Input →
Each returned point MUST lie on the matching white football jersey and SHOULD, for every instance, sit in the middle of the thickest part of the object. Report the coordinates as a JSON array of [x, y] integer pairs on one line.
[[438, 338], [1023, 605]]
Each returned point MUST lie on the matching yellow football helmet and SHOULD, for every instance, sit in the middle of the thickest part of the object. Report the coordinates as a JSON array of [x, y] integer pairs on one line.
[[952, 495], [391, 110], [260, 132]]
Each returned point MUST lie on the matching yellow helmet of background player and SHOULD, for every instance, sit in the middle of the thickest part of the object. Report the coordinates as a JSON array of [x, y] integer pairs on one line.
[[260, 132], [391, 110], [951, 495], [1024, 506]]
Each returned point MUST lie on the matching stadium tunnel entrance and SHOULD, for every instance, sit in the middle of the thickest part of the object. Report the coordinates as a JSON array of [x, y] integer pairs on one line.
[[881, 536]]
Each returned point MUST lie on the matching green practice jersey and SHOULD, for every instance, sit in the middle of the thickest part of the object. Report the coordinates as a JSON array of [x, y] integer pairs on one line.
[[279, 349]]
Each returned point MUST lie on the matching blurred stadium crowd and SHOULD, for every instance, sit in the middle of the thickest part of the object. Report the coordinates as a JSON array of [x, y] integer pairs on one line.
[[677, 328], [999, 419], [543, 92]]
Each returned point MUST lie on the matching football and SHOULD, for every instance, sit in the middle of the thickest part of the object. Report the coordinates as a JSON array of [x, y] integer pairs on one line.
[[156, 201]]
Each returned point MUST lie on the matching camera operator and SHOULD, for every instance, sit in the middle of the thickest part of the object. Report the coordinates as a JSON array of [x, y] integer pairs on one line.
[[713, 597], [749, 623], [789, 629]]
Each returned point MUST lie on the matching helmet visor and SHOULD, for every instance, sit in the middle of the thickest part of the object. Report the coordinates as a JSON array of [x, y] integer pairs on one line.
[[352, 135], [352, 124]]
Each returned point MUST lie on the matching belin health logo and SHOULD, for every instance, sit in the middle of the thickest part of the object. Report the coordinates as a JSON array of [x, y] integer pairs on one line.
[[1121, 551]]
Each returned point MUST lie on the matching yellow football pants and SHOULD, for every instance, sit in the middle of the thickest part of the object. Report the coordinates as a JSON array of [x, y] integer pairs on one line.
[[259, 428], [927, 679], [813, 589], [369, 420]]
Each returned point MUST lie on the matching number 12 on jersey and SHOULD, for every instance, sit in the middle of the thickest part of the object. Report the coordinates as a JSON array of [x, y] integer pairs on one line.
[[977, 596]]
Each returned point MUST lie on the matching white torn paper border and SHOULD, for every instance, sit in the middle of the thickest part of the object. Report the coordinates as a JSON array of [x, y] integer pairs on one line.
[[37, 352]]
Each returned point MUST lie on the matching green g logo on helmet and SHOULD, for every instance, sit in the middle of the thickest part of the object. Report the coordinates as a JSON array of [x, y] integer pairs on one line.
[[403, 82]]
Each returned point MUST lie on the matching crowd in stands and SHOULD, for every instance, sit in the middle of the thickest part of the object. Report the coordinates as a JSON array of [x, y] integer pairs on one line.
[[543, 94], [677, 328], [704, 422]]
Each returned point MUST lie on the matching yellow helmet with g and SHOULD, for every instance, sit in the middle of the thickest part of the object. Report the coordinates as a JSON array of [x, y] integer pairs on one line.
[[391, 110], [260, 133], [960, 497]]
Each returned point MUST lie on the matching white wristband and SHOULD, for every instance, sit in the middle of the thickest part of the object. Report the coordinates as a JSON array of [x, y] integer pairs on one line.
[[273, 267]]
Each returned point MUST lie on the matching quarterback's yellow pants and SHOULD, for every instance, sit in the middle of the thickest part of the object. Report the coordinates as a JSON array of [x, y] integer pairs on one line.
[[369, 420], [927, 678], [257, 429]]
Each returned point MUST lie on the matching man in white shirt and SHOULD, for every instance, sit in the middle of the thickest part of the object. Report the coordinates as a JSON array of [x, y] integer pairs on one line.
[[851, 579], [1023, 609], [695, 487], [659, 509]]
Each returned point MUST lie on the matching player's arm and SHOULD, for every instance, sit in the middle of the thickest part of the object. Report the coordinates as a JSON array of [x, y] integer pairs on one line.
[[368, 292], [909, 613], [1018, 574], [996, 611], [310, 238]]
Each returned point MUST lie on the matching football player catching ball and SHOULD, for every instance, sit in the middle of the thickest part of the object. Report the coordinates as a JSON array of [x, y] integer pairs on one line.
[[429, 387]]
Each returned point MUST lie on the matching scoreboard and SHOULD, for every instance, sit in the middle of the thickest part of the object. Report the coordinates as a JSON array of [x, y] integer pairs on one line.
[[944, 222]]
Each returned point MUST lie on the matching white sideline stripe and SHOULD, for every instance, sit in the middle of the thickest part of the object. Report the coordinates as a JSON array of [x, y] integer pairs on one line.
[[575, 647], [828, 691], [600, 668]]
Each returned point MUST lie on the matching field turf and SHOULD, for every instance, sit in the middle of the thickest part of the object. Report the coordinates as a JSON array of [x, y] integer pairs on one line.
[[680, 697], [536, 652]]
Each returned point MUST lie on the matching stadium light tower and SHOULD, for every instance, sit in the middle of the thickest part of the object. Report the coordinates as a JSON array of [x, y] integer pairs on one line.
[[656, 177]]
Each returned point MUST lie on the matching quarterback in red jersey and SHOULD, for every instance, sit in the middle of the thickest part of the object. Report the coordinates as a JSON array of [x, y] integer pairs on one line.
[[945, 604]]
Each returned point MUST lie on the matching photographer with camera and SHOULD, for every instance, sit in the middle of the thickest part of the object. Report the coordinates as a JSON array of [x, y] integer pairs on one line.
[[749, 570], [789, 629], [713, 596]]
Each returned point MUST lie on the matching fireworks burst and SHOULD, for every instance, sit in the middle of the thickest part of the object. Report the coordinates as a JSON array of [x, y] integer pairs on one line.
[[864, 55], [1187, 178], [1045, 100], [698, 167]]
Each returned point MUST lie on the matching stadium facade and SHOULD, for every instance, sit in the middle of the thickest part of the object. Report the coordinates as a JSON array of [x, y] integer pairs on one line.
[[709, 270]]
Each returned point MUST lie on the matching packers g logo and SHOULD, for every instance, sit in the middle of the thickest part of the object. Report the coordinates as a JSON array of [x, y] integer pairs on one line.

Work instructions →
Copy every one of the records above word for word, keeping each line unchanged and in its original order.

Answer to the exercise →
Each returned point MUST lie on the matching white football jersey and SHOULD, for every instance, sit in the middle of the thickest part of the object. Report the coordinates as a JSON array of [x, y] integer pairs on one line.
[[438, 338], [1023, 605]]
Each returned point MUST lie on the matching yellow football helmet and SHOULD, for every instance, sit in the middle of the thickest part of the object. Report the coordinates as a JSON array of [x, y] integer pairs on one line.
[[952, 495], [391, 110], [260, 132]]
Each returned point MUST lie on the matching yellow helmet of background player and SHOULD, for every instance, sit in the middle of the thickest part of the object. Report the coordinates as a JSON array of [x, y] integer pairs on one line.
[[260, 132], [391, 110], [951, 495], [1024, 506]]
Each returned point MUST lie on the matching stadium tunnel entrance and SHOULD, for every instance, sit in the middle of the thickest part of the object. Report the coordinates as a JSON array of [x, y] integer pairs on one line.
[[881, 536]]
Each returned point MUST lie on the matching green practice jersey and SHOULD, for every instance, sit in the middle of the thickest part of the object. Report the coordinates as a JSON array of [x, y] integer pairs on one line.
[[279, 349]]
Each returned point MUST lie on the matching blurred stadium crowd and SHOULD, for every instance, sit in the middle of the thickest part of the object. Report the coordinates as a JSON array of [x, y] integer pairs on one line.
[[677, 328], [999, 419], [543, 92]]
Each returned point MUST lie on the matching football and SHOULD, for every instance, sit in the middle of the thickest part of the object. Report the coordinates as a JSON array of [x, y] integer pairs on one line.
[[156, 201]]
Each returned point MUST lie on the matching camera operator and SHOULD, for every instance, sit in the middle of the thickest part of the object. Report the coordinates as a JSON array of [x, y] integer pairs on one line.
[[713, 597], [749, 623], [789, 629]]
Each returned point MUST lie on the matching helmet visor and SHOULD, for every instance, sit in the middle of the thickest part of the object. Report the coordinates as a JSON array of [x, y] integer pairs on one line.
[[352, 135], [352, 124]]
Each returned point MUST lie on the matching belin health logo and SHOULD, for every instance, sit in the middle of the thickest part of the object. Report the coordinates as a JSON array of [x, y] integer pairs on one line.
[[1121, 551]]
Each returned point MUST lie on the matching yellow football pants and SHOULD, for every instance, sit in the middle of the thickest part of the object. Report the coordinates as a JSON array of [x, y] integer pairs on one line.
[[259, 428], [927, 679], [813, 589], [369, 420]]
Each returned point MUST lie on the matching number 12 on jersey and SHOULD, for every instance, sit in the middle of the thickest part of the object. Report the coordinates as a JSON array of [x, y] integer pairs on one line.
[[977, 596]]
Each returned point MUST lie on the matching white torn paper border and SHOULD, for every instance, sit in the middle of the thickest part of the object. Report the coordinates as a JSON array of [x, y] integer pairs on one line.
[[37, 352]]
Each returned point MUST lie on the matching green g logo on helmet and SHOULD, for every instance, sit in the middle of the thickest part of the object. Report the coordinates as a JSON array of [x, y] integer pairs on one line.
[[403, 82]]
Each returned point MUST lie on the matching crowd in stands and SHOULD, for every instance, sit in the middle of the thickest part of the object. Report the coordinates as a JSON array of [x, y] integer pairs on one line.
[[543, 94], [677, 328], [704, 422]]
Each returned point MUST lie on the matching yellow helmet with g and SHOULD, for every instance, sit in the middle of the thickest part of the object. Report the coordinates as a JSON array of [x, y] integer pairs on one line.
[[391, 110], [260, 133], [960, 497]]
Each returned point MUST lie on the matching white wristband and SHOULD, for every instance, sit in the middle of the thickest part of the object. Report the coordinates as a JSON array of [x, y] integer pairs on one line.
[[273, 267]]
Each returned point MUST lie on the matching quarterback's yellow pants and SHOULD, for every instance, sit in the middle of the thickest part of the object. Report the coordinates as a JSON array of [x, y] integer pairs on one line.
[[369, 420], [927, 678], [257, 429]]
Each returned point MUST lie on the matching man in white shirt and SHOULD, for every instance, sit in the middle of the thickest part of the object. Report the coordinates as a JSON array of [x, y] integer pairs on one line.
[[851, 579], [1023, 609], [695, 487], [659, 509]]
Each returned point MUST lie on the matching player's arm and SHOULD, for every instance, sit in the middle of the thickest part of the object. Report the coordinates as a JSON array of [x, y] integer pairs on one line.
[[368, 292], [909, 613], [1018, 574], [996, 611], [310, 238]]
Each returned point MUST lie on the matching football player catching ball and SHOULD, for every instance, sit in the middle of the thickest part of the object. Report the coordinates as a JSON array of [x, y] integer pairs on one line.
[[429, 387]]
Each returned point MUST lie on the matching scoreboard and SHOULD, for every instance, sit in the middle of the thickest part of the object. Report the coordinates as a JSON array of [x, y] integer pairs on one line.
[[944, 222]]
Each returned point MUST lie on the matching white sideline stripe and SHOULD, for every instance, sit in the middle of the thickest part of the object. Report the coordinates as a JSON array of [x, y] integer pairs on one line.
[[575, 647], [828, 691], [600, 668]]
Each returned point MUST lie on the matching field turf and SHOULD, for every instance, sit in the middle of the thickest part of the object. Report the coordinates as a JSON array of [x, y] integer pairs on one line.
[[680, 697], [536, 652]]
Each returned point MUST lie on the matching stadium light tower and SHOULD, for every instance, sit in the middle of the thickest part of the object. Report the coordinates as a JSON array of [x, y] integer pairs on one line.
[[656, 177]]
Each returned point MUST lie on the matching quarterback in red jersey and SHOULD, for every instance, sit in the middle of the thickest part of the object. Report the coordinates as a JSON array of [x, y] integer pairs on one line.
[[945, 604]]
Each returned point MUST lie on the matching photographer with camera and SHOULD, for every instance, sit in the middle of the thickest part of the object. Report the coordinates as a JSON array of [x, y] integer pairs on one line.
[[749, 570], [789, 629], [713, 596]]
Each returned point MUST lie on the matching fireworks burst and SHOULD, for every instance, sit in the middle of the thickest part of the object. Report the coordinates as a JSON array of [x, y] integer pairs on one line.
[[864, 55], [1187, 178], [1045, 100], [698, 167]]
Each returned point MUST lie on the matching stadium facade and SHOULD, for every instance, sit in the middle of the thickest part of the object. Report the coordinates as a JSON array of [x, y] integer pairs on one line.
[[709, 270]]
Each returned point MUST lie on the matching packers g logo and SHOULD, for every instance, sit in the middle of the thickest part of the object. Report the coordinates as a JSON array of [x, y] integer pairs on one line.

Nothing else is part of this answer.